__Material for this exercise__:
+---+

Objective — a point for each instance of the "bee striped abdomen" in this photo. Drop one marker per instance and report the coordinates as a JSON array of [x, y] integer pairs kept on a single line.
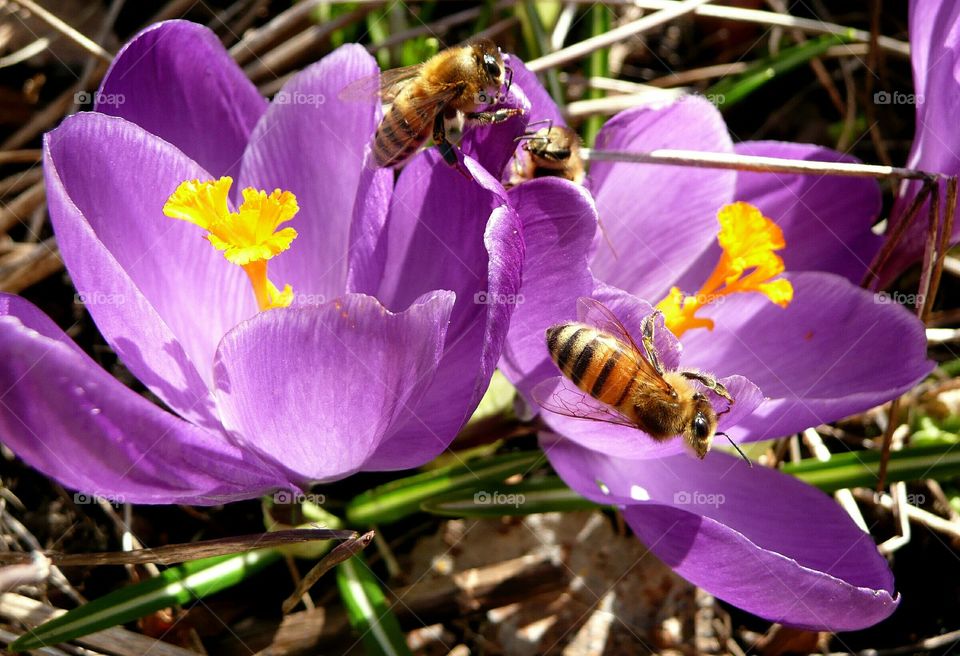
[[597, 363], [401, 132]]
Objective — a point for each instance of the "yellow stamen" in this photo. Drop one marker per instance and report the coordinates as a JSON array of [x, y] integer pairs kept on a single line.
[[747, 264], [247, 238]]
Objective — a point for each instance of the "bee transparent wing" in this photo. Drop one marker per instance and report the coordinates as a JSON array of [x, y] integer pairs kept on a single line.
[[387, 85], [560, 396], [594, 313]]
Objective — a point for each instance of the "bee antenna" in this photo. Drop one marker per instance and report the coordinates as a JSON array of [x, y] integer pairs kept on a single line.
[[737, 447]]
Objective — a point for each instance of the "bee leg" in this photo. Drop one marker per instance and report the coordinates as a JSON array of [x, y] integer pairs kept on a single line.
[[646, 336], [447, 150], [710, 383], [487, 118]]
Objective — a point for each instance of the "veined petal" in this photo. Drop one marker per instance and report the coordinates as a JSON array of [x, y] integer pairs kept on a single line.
[[319, 388], [657, 222], [73, 421], [834, 351], [447, 232], [313, 144], [177, 81], [715, 519], [146, 275], [559, 221]]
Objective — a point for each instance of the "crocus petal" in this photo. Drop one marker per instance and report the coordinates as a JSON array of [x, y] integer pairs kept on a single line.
[[626, 442], [754, 537], [307, 114], [935, 54], [816, 360], [655, 220], [318, 388], [825, 220], [70, 419], [559, 221], [446, 231], [161, 296], [176, 80]]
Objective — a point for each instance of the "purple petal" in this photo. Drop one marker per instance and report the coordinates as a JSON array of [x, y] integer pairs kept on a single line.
[[445, 231], [642, 206], [632, 443], [714, 520], [312, 143], [70, 419], [176, 80], [542, 107], [494, 145], [826, 220], [835, 351], [935, 53], [159, 293], [559, 221], [318, 388]]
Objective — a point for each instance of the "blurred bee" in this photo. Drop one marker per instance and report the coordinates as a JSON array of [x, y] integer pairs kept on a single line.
[[599, 356], [550, 151], [458, 80]]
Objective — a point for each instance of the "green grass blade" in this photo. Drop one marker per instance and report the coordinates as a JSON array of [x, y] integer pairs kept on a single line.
[[395, 500], [732, 90], [177, 585], [529, 497], [368, 611], [860, 469]]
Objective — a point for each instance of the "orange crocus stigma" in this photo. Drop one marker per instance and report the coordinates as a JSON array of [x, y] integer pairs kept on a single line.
[[249, 237], [748, 264]]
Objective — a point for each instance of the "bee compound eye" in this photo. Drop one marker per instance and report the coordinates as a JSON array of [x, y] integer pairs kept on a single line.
[[491, 65], [701, 428]]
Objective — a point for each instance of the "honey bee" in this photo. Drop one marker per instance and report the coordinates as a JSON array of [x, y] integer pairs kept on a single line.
[[456, 81], [550, 151], [599, 356]]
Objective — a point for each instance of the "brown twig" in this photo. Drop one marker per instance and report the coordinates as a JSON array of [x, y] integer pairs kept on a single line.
[[894, 237], [178, 553], [340, 553]]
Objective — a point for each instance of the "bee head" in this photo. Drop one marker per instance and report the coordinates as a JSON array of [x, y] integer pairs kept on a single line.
[[490, 66], [702, 425]]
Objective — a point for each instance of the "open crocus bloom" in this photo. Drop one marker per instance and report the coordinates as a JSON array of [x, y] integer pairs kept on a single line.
[[369, 352], [935, 54], [756, 538]]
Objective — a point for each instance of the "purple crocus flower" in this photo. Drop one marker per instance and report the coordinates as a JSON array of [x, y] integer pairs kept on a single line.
[[377, 364], [935, 54], [752, 536]]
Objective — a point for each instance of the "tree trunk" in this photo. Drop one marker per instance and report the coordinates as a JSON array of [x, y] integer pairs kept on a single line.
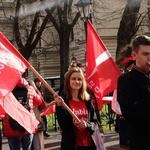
[[128, 24]]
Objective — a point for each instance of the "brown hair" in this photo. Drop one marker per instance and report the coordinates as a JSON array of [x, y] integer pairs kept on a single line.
[[140, 40], [83, 95]]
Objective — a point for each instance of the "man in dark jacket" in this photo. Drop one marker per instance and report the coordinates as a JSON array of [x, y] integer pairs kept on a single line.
[[134, 94]]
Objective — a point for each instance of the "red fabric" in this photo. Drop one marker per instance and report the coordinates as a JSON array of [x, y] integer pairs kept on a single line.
[[50, 110], [2, 112], [101, 71], [12, 66], [19, 113]]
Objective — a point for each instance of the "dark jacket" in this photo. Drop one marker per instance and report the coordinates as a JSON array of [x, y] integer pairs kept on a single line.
[[65, 122], [134, 99]]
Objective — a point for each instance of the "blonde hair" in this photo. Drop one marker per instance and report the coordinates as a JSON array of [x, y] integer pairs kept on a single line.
[[83, 95]]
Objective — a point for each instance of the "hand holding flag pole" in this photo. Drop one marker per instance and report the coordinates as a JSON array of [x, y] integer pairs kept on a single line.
[[8, 48]]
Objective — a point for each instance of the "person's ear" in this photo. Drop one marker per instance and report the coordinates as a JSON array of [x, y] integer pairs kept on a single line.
[[133, 54]]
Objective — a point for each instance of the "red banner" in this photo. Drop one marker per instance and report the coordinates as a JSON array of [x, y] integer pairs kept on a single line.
[[101, 71], [50, 110], [12, 66]]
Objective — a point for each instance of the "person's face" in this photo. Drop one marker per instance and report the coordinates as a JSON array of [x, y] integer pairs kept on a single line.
[[76, 81], [142, 57]]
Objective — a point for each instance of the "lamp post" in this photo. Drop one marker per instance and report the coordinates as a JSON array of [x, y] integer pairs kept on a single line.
[[85, 9]]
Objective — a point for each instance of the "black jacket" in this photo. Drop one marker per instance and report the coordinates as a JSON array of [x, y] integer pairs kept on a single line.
[[134, 99], [65, 122]]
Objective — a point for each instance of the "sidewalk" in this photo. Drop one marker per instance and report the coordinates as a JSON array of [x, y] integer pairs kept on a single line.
[[111, 140]]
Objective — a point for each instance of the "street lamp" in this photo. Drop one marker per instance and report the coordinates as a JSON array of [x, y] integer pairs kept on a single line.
[[85, 9]]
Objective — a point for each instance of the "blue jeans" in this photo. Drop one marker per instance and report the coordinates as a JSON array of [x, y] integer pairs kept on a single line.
[[21, 142]]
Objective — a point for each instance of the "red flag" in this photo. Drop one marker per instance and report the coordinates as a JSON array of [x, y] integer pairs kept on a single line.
[[101, 71], [50, 110], [19, 113], [12, 66]]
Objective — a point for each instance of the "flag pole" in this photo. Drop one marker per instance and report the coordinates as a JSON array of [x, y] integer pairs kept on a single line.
[[53, 92]]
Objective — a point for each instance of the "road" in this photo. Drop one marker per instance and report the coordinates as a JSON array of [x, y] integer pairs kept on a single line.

+---+

__Your instructions__:
Render the data above as a numbered list, leaving out blank lines and omitting the pictures.

__Output__:
1. Objective — a point for each instance of the "bee striped abdomen" in this photo. Drop one marker per instance and report the coordinates as a JSON array of [x, y] integer pairs kept on a single line.
2. [[597, 363], [401, 132]]
3. Objective — a point for each instance of the "yellow stamen" in this photo. Drop one marker per instance and report the coordinates as a JSON array of [x, y] integer pairs kept on a single line.
4. [[747, 264], [247, 238]]
5. Objective — a point for each instance of the "bee transparent wing" in this photo. Drop one marker per instance and report the coordinates as a JSON array of [x, y] integer pairs kept on a single line.
6. [[387, 85], [560, 396], [594, 313]]
7. Objective — a point for each instance of the "bee antenna" in this photo. Drop one marker per instance and report the coordinates as a JSON array of [x, y] integer pairs kept on a single line.
8. [[737, 447]]
9. Objective — a point for each instance of the "bee leg" in this photo. Drop one marker per instance and report the coordinates as a JSON array of [x, y] integer pairs kept on a single line.
10. [[646, 336], [447, 150], [710, 383], [487, 118]]
11. Objective — a point for each instance of the "veined petal" in this photo. Drop one marker per instance and report the coordinates as a JSON array of [x, y] integer pairs kept on a single line.
12. [[319, 388], [657, 222], [73, 421], [834, 351], [447, 232], [313, 144], [177, 81], [715, 519], [146, 275], [559, 221]]
13. Objective — a point for each instance of the "crocus petal" in this photo. Drop one marker per instance and report the coordinates as a JSON array of [x, y] integer pairs kept on a single line.
14. [[626, 442], [754, 537], [307, 114], [935, 54], [816, 360], [655, 220], [318, 388], [825, 220], [70, 419], [559, 221], [446, 231], [161, 296], [176, 80]]
15. Objective — a point for each instance of the "purple petal" in this photo. Drop one marker per instance and report the coordinates as a JSON array of [x, y] integer pairs kept on a single line.
16. [[445, 231], [642, 206], [632, 443], [714, 520], [312, 143], [70, 419], [176, 80], [542, 107], [494, 145], [826, 220], [835, 351], [935, 53], [159, 293], [559, 221], [318, 388]]
17. Objective — a point for each instance of the "blurred bee" in this photo. Drop one marker per instance and report the coordinates as a JSON array of [x, y] integer pairs kept on a single line.
18. [[599, 356], [550, 151], [458, 80]]
19. Objective — a point for each instance of the "green grass blade" in this photo. Drop one marker per instance and report the coordinates as a JSON array of [x, y] integer pairs kept on a single line.
20. [[395, 500], [732, 90], [177, 585], [529, 497], [368, 611], [860, 469]]
21. Objective — a point for each instance of the "orange crocus stigma" in this photo. Drop one marker per instance and report the coordinates as a JSON array of [x, y] integer pairs kept on a single line.
22. [[249, 237], [748, 264]]
23. Objective — a point for each instance of the "bee compound eye" in this photo. Drop one marker per instance and report the coordinates as a JSON array of [x, y] integer pairs kept on a single line.
24. [[491, 65], [701, 428]]
25. Objective — a point for each instance of the "honey bee" in this photo. Drop one marker per instance and report the coordinates as a JSON array of [x, y] integer pairs kept on a single line.
26. [[456, 81], [550, 151], [599, 356]]
27. Objective — a point for each instance of the "brown twig" in this photo. Drop one marker per instance and report the coordinates as a JSON array of [x, y] integer pairs kept on a single line.
28. [[894, 237], [178, 553], [340, 553]]
29. Objective — a point for each instance of the "bee head" in this photo. Drop one marker per instance and report the coordinates as a JSON array of [x, y] integer pairs kept on a single line.
30. [[490, 66], [702, 425]]
31. Objective — a point for each instance of the "open crocus bloom" in this photo. Drop one marker per instance and report the coordinates as a JSON array of [x, y] integer pairs kept on a single line.
32. [[369, 352], [935, 54], [756, 538]]
33. Objective — a point for each instance of the "purple crocus flower" in this photo. Drop one marker per instance and report the coordinates as a JSON array of [x, y] integer pairs kept on a single line.
34. [[377, 364], [935, 54], [752, 536]]
35. Objective — a point for each instance of the "tree trunk" in this photo. Drop one marker per instance and report the coordinates as a JSON array of [x, y] integer pairs kept on a single line.
36. [[128, 24]]
37. Objective — a point for each instance of the "brown hair" in this photo. Drop one marker per instance and report the coordinates as a JSON array of [x, y] integer pairs kept on a single line.
38. [[140, 40], [83, 95]]
39. Objective — a point for each instance of the "man in dark jacket" in this photo. Drop one marker per instance and report the coordinates as a JSON array of [x, y] integer pairs kept on a single line.
40. [[134, 94]]
41. Objective — a point for each instance of the "red fabric" in this photo. Drop one marker per instance and report the coordinates as a JSON array of [x, y] integer pairs kept on a single line.
42. [[50, 110], [2, 112], [101, 71], [12, 66], [19, 113]]
43. Objective — a point for each instance of the "dark jacket" in this photo. Drop one marker per instance and report the coordinates as a JSON array of [x, y] integer pairs kept on a single line.
44. [[65, 122], [134, 99]]
45. Objective — a point for each instance of the "blonde hair" in this photo. Drop one marker per instance and report the coordinates as a JSON array of [x, y] integer pairs kept on a single line.
46. [[83, 95]]
47. Objective — a point for each instance of the "hand holding flag pole" in this photo. Drop one marker per instance and report the coordinates as a JSON array of [x, y] integer pairs kept on a single line.
48. [[8, 48]]
49. Objective — a point for each instance of the "person's ear" in this photo. Drop one marker per instance and report the coordinates as a JSON array of [x, y] integer pairs kept on a single line.
50. [[133, 54]]
51. Objective — a point for each instance of the "red banner" in this photo. Drop one marker per instance and report the coordinates as a JSON array of [x, y] integer pairs kept on a single line.
52. [[101, 71], [50, 110], [12, 66]]
53. Objective — a point for each instance of the "person's face" in this photo. Drop one marker per instance and report the coordinates as a JSON array of [x, y] integer pairs kept on a single line.
54. [[76, 81], [142, 57]]
55. Objective — a point for each instance of the "lamp post" in this photo. Drop one marker per instance and report the coordinates as a JSON array of [x, y] integer pairs kept on a single line.
56. [[85, 9]]
57. Objective — a point for each instance of the "black jacket" in this photo. Drop one marker per instance and report the coordinates as a JSON array of [x, y] integer pairs kept on a single line.
58. [[134, 99], [65, 122]]
59. Objective — a point for each instance of the "sidewalk" in this photo. Drop one marker per instance and report the coordinates as a JSON array of [x, y] integer pairs kept on a single line.
60. [[111, 140]]
61. Objective — a point for each instance of the "street lamp" in this photo. Drop one marker per instance and report the coordinates as a JSON array of [x, y] integer pairs kept on a single line.
62. [[85, 9]]
63. Objective — a point for each instance of the "blue jeans" in this photo. Drop one marker per instance and report the coordinates as a JSON array of [x, y] integer pairs kept on a single line.
64. [[21, 142]]
65. Objective — a point for each instance of the "red flag" in this photo. Drop one marker per instance and report the coordinates as a JSON array of [x, y] integer pairs kept on a single line.
66. [[101, 71], [50, 110], [19, 113], [12, 66]]
67. Objective — a point for each instance of the "flag pole" in this photo. Drop one marker per instance and report the coordinates as a JSON array of [x, y] integer pairs kept on a single line.
68. [[53, 92]]
69. Objective — a point for each instance of the "road" in this photo. Drop one marker per instance and report the coordinates as a JSON array of [x, y] integer pairs kept on a single line.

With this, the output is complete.